Action item — Give every line of the data again, exactly as it is written.

Supplied records —

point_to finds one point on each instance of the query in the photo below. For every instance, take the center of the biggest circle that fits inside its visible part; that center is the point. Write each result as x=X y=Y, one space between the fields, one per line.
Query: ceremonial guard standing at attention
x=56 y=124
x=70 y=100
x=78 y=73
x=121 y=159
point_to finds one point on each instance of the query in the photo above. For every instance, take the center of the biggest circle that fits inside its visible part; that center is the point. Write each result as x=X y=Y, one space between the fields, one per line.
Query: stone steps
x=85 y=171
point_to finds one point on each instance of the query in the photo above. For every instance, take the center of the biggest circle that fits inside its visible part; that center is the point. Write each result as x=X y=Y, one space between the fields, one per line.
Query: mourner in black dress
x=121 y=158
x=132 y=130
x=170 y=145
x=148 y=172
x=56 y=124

Task output —
point_to finds one point on each instance of the query in the photo below. For every instance, take the center of the biggest circle that fits inside its visible part; that center is the point. Write each result as x=X y=Y, one space between the fields, one per line.
Query: ceremonial guard standing at attention
x=56 y=124
x=70 y=100
x=78 y=73
x=121 y=159
point_to finds one point on each instance of the query in the photo above. For every instance, take the center of the biggest circle that fits inside its visible part; that center is the point. Write each result as x=X y=Y, one space between the fields, one per line.
Query: stone steps
x=85 y=171
point_to finds one point on each instance of the query in the photo above. For every instance, take the center of the biggest circle that fits inside its visible part; that center is the point. Write each result as x=X y=Y, one space between the fields, one per line.
Query: mourner in black dress
x=121 y=158
x=132 y=130
x=170 y=145
x=148 y=172
x=56 y=124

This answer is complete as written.